TEXT:
=-=-=-=-=
Darley Moor Airfield and Road Race Circuit is situated on a high plateau adjacent to the A515, two miles south of Ashbourne, Derbyshire, England. The airfield is operated by Airways Airsports providing training in almost every type of leisure flying. The Second World War runway was transformed into Darley Moor Racetrack holding regular events since 1965 for motorbike and more recently cycle racing.

==History==
The airfield was built in 1942 and opened during June 1942 it was used by the Royal Air Force (RAF) during the Second World War for training purposes by No. 42 Operational Training Unit. Following the war it was in use until 1954 for ordnance servicing and storage. Since then it has been in use in its current form: motorsport, leisure aviation and agriculture.

It is close to another WW2 airfield in Ashbourne that is now an industrial estate. Nearby towns and villages include Ashbourne in the Derbyshire Dales to the northwest is Snelston and South is Cubley

In 2010–2011 Airways Airsports developed the airfield by building a large hangar to store aircraft used on a daily basis.
=-=-=-=-=
Dataset entries:
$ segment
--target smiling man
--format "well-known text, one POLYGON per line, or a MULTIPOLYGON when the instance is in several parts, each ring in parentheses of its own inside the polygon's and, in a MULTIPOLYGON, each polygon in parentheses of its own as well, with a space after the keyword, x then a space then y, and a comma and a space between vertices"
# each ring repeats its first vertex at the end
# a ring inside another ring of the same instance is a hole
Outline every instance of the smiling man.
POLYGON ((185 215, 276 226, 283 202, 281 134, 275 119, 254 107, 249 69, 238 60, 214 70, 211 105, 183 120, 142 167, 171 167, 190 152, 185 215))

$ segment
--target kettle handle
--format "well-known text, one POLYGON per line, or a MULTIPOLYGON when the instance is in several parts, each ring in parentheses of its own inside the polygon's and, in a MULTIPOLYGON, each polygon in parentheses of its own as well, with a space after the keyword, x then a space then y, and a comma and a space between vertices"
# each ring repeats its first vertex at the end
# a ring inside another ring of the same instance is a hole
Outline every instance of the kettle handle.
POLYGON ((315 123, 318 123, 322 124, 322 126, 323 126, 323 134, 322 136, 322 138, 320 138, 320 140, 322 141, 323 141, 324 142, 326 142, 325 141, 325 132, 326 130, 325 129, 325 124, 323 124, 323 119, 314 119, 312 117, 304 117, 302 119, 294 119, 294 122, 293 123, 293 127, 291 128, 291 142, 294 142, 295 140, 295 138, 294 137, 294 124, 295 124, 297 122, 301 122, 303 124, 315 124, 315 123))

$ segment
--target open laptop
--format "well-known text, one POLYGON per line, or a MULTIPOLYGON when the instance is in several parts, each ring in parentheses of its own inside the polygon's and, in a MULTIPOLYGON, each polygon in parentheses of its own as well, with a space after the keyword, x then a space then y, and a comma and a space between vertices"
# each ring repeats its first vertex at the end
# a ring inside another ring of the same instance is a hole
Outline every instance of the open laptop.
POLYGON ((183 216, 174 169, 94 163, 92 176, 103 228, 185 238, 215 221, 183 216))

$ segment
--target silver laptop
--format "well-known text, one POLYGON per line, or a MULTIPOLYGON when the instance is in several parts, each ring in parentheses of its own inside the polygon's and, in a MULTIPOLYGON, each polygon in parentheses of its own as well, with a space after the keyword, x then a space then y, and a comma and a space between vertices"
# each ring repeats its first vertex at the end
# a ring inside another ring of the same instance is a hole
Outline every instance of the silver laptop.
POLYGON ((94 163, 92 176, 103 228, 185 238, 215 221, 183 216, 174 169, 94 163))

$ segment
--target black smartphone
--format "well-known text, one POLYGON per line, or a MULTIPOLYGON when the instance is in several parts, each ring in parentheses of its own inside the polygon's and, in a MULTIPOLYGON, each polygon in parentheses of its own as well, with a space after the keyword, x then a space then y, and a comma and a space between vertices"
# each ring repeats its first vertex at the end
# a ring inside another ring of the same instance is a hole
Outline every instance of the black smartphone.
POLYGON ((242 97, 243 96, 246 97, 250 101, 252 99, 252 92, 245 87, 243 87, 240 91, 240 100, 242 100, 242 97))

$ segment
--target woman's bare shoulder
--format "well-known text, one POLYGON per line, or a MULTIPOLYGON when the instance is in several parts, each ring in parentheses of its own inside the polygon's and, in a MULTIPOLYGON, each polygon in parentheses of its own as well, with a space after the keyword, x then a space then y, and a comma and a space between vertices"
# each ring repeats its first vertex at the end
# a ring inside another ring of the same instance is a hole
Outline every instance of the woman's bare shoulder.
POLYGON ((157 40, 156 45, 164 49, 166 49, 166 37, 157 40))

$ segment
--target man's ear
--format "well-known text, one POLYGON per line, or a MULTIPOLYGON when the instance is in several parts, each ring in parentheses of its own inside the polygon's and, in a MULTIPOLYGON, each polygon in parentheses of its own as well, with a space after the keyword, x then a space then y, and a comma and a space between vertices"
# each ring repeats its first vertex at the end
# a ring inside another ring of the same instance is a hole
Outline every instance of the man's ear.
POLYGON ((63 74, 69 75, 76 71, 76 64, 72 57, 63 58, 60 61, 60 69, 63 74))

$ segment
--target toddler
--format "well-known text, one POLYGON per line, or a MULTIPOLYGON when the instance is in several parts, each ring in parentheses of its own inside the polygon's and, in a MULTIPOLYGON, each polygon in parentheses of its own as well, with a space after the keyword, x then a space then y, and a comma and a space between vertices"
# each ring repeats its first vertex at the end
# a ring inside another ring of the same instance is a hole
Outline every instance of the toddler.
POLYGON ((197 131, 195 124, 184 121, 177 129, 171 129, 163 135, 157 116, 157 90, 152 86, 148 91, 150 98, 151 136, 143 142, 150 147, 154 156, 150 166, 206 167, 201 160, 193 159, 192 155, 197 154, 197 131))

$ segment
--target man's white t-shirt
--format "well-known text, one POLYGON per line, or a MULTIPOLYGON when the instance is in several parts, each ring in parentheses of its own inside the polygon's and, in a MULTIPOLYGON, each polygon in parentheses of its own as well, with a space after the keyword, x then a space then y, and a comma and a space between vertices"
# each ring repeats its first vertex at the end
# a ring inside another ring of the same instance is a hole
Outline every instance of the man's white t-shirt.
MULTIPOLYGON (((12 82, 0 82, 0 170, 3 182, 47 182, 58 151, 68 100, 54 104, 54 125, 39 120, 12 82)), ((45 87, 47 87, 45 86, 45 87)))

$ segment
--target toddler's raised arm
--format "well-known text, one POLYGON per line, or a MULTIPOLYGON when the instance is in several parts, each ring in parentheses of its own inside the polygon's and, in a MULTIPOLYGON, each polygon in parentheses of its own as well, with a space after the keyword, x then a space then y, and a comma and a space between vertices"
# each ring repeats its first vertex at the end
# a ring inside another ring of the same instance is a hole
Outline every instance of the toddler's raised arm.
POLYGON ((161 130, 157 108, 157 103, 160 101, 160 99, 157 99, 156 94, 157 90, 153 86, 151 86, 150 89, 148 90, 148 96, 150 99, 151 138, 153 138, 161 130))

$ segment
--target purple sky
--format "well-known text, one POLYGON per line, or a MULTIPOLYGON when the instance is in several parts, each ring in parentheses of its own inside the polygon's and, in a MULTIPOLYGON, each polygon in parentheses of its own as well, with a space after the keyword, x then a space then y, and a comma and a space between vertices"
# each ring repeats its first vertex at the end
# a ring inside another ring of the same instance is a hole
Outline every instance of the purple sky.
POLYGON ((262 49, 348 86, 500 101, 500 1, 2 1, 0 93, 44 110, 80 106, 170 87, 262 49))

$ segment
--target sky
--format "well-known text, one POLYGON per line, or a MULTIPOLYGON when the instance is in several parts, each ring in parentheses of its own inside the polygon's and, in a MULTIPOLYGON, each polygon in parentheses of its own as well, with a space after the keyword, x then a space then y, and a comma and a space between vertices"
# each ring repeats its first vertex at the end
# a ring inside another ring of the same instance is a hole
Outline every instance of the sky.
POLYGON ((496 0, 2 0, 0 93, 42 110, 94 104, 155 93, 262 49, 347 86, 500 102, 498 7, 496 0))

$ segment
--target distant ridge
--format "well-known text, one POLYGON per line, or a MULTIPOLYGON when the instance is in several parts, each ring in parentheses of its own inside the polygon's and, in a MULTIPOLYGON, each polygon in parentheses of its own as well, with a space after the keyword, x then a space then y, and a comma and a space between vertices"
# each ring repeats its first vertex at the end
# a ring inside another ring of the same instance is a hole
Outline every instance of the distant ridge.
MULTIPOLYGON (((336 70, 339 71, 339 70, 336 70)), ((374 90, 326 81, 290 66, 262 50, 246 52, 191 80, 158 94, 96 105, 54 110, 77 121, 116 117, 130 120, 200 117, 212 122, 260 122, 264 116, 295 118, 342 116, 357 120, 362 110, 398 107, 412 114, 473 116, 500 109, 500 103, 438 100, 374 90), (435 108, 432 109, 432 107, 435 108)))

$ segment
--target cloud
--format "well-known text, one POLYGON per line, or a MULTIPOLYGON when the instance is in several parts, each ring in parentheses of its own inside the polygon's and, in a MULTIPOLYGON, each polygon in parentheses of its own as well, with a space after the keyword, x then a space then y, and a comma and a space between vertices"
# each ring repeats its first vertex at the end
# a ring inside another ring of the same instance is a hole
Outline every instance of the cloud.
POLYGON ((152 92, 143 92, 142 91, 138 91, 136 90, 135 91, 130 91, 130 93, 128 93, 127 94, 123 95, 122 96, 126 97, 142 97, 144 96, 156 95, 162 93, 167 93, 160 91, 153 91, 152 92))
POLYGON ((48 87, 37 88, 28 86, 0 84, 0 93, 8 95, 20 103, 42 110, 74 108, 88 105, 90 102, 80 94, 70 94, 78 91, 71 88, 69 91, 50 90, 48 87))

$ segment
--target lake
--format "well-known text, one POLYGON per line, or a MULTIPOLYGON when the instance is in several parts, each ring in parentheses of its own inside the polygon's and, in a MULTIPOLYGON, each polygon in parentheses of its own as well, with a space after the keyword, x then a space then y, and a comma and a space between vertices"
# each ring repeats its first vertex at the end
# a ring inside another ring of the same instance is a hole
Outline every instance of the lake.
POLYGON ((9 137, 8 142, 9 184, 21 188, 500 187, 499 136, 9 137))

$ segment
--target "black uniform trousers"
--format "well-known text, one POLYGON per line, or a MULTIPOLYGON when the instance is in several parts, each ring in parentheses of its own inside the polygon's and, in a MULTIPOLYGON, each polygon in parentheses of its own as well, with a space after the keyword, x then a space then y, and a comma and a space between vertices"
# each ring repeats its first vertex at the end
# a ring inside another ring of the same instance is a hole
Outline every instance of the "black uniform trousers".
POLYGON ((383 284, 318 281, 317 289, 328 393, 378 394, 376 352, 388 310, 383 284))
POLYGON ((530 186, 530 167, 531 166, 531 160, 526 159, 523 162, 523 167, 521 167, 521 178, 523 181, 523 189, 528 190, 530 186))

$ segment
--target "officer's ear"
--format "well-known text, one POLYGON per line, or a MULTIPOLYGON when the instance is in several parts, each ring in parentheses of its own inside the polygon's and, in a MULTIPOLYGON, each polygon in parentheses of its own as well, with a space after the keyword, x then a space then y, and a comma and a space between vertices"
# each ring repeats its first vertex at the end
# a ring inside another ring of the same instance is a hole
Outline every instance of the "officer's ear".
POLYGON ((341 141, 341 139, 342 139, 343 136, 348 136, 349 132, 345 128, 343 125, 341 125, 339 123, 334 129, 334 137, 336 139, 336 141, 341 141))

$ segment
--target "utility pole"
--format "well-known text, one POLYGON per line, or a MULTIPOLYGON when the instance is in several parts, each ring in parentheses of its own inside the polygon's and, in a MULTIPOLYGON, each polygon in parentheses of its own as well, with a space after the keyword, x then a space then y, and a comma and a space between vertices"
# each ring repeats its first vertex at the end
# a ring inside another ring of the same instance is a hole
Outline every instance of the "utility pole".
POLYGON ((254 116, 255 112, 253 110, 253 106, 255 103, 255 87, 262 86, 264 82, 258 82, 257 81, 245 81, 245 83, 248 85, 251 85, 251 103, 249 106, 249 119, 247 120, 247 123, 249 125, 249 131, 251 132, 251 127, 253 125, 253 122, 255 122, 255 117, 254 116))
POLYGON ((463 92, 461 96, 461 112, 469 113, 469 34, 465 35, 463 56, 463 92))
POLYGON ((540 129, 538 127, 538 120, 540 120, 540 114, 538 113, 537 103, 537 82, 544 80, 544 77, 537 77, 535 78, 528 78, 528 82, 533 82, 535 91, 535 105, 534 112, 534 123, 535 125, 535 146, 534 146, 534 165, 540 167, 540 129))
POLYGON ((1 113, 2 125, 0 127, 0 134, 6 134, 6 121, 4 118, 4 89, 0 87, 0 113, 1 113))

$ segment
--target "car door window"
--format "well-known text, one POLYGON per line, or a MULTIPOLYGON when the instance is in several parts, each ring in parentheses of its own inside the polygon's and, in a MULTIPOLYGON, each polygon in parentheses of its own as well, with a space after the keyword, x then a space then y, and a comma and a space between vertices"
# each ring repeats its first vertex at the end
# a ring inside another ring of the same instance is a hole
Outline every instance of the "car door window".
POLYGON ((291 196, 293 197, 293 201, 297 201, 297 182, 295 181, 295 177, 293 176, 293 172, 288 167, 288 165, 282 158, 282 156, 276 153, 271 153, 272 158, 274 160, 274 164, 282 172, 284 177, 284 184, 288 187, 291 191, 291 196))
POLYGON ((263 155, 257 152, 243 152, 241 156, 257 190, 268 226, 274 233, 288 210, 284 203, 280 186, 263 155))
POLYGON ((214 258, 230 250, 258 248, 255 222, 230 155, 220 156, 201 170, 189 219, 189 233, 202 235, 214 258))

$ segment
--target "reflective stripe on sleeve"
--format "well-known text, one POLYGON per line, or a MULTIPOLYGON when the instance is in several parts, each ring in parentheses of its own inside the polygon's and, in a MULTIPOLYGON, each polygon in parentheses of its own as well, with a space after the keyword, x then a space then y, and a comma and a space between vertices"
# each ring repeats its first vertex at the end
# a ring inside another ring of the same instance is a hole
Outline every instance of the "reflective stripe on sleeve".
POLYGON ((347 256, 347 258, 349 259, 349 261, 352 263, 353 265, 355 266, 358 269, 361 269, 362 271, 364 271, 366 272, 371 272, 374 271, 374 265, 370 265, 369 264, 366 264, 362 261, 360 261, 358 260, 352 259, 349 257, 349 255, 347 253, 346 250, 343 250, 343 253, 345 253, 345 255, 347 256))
=-=-=-=-=
TASKS TO PERFORM:
1. State whether each of the following statements agrees with the Darley Moor Airfield text, answering yes or no and quoting the deciding words: (a) The airfield opened in June 1942. (b) Regular racing events on the former runway began in 1954. (c) Airways Airsports built a large hangar at the airfield in 2010–2011.
2. Carry on the Darley Moor Airfield text from its final sentence.

OUTPUTS BY TASK:
1.
(a) Yes: "opened during June 1942"
(b) No: "holding regular events since 1965"
(c) Yes: "In 2010–2011 Airways Airsports developed the airfield by building a large hangar"

2.
==Race track==
The majority of the RAF concrete runways were converted into Darley Moor Racetrack by the West Midlands Racing Club initially taking a 12-month lease, laying a new surface and with an agreement that racing and practice would be restricted to a 6-hour period between midday and 6 pm.

Set amongst farmland, the peripheral and centre areas are used for arable crops and grazing.

The circuit is now primarily used for motorcycle races and track days, run by Darley Moor Motor Cycle Road Race Club (D.M.M.R.R.C.) The track is also used for closed circuit road cycling events.

==Airfield==
The airfield is in "G" airspace. Proximity to East Midlands Airport places the ceiling at 4000 ft AMSL before restrictions apply. The airpark covers 80 acres and while the main runway runs approximately north–south there are grass strips allowing takeoff/landing in all wind directions.